--- begin DATA EXTRACT ---
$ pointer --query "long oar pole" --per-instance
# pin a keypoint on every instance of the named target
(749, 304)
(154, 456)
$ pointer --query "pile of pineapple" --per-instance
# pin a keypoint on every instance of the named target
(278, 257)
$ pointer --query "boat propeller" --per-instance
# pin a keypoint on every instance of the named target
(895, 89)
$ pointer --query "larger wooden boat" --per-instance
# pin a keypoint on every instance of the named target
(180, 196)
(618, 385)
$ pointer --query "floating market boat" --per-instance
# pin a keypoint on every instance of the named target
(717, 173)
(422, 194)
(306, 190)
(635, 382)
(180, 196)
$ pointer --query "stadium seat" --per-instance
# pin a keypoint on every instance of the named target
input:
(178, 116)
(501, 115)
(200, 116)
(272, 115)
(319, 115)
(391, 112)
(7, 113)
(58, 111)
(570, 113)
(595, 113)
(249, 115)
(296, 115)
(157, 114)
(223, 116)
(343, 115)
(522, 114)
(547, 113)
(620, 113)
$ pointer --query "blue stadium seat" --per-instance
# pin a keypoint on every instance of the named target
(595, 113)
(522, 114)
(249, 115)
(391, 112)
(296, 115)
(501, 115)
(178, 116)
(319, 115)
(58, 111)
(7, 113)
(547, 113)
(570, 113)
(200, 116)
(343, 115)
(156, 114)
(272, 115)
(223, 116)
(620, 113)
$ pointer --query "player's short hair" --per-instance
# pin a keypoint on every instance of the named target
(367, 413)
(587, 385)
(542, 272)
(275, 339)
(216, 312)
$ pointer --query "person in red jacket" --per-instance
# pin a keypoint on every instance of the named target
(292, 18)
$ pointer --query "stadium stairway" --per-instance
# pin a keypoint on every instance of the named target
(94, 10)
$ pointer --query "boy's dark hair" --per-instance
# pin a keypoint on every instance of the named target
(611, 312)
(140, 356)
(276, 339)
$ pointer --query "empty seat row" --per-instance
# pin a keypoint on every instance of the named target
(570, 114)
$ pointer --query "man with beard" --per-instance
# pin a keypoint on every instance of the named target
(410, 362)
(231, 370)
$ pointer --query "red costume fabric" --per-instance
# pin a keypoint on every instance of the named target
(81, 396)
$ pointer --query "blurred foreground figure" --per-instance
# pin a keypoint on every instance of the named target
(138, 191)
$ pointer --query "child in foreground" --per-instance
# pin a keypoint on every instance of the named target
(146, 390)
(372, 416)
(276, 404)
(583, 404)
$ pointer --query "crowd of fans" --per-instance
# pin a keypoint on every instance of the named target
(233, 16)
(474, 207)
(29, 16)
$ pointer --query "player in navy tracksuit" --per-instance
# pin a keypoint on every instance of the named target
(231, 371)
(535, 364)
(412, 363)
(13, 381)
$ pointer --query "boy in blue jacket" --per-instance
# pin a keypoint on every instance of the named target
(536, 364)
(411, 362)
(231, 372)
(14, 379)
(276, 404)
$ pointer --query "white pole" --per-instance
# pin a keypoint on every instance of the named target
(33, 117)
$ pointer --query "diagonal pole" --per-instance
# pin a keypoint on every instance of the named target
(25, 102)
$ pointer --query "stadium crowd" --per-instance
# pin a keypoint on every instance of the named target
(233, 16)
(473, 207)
--- end DATA EXTRACT ---
EXERCISE PROMPT | The records above need to be transcribed in full. Keep every character unchanged.

EXERCISE SOLUTION |
$ pointer --query "long oar pole" --per-instance
# pin a keypoint on every instance of the named target
(749, 304)
(154, 456)
$ pointer --query "pile of pineapple" --per-instance
# pin a keypoint on every instance of the named target
(278, 257)
$ pointer --query "boat propeller" --per-instance
# pin a keypoint on every instance of the named target
(895, 89)
$ pointer --query "larger wooden boat" --per-instance
# pin a keypoint on every instance of the named target
(180, 196)
(618, 385)
$ pointer --query "floating market boat" --per-instance
# pin a keypoint on every instance of the named target
(717, 173)
(422, 194)
(306, 190)
(635, 382)
(180, 196)
$ pointer --query "stadium seat" --per-instance
# pin a keypoint on every instance of the named target
input:
(178, 116)
(501, 115)
(200, 116)
(272, 115)
(319, 115)
(391, 112)
(7, 113)
(58, 111)
(570, 113)
(595, 113)
(249, 115)
(296, 115)
(157, 114)
(223, 116)
(343, 115)
(522, 114)
(547, 113)
(620, 113)
$ pointer --query "blue stadium seat" --per-instance
# pin a keypoint on every instance of the named target
(595, 113)
(522, 114)
(249, 115)
(391, 112)
(296, 115)
(501, 115)
(178, 116)
(319, 115)
(58, 111)
(7, 113)
(547, 113)
(570, 113)
(200, 116)
(343, 115)
(156, 114)
(272, 115)
(223, 116)
(620, 113)
$ pointer --query "player's short hair" --per-instance
# pin a keypoint on every instance of the named target
(367, 413)
(587, 385)
(542, 272)
(275, 339)
(216, 312)
$ pointer --query "person in red jacket" --per-instance
# pin a keypoint on every instance of the named target
(292, 18)
$ pointer --query "stadium stairway" --per-instance
# pin a keypoint on every instance of the named target
(94, 10)
$ pointer --query "boy's dark hair" --per-instance
# pin a keypoint on every instance of the named target
(611, 312)
(140, 356)
(276, 339)
$ pointer --query "empty seat row" --per-instance
# pin a keypoint on every instance of the named target
(570, 114)
$ pointer --query "man with beard" --per-instance
# pin a keypoint on every instance of the named target
(410, 362)
(231, 370)
$ pointer --query "red costume fabric" --per-instance
# pin a keypoint on every instance of the named target
(81, 396)
$ pointer --query "blurred foreground figure" --per-instance
# pin a keypoint on every instance of the named target
(138, 191)
$ pointer --query "child in foreground" --per-instance
# pin a keypoint on every instance of the named target
(146, 390)
(372, 416)
(276, 404)
(583, 404)
$ pointer --query "crowd of fans" --per-instance
# pin a keypoint on every instance of the named target
(233, 16)
(474, 207)
(29, 16)
$ pointer --query "player in navy tracksuit" --per-instance
# pin a keypoint on every instance of the named target
(231, 371)
(535, 364)
(412, 363)
(13, 381)
$ pointer --query "boy in blue jacket" --per-instance
# pin a keypoint on every instance of the named target
(536, 364)
(411, 362)
(231, 372)
(14, 379)
(276, 404)
$ pointer --query "white pole" --per-instance
# pin a keypoint on every instance of the named target
(33, 117)
$ pointer --query "diagonal pole" --per-instance
# pin a keypoint on every instance of the named target
(25, 102)
$ pointer --query "stadium crowd" --per-instance
# pin a keypoint on every instance of the named target
(233, 16)
(473, 207)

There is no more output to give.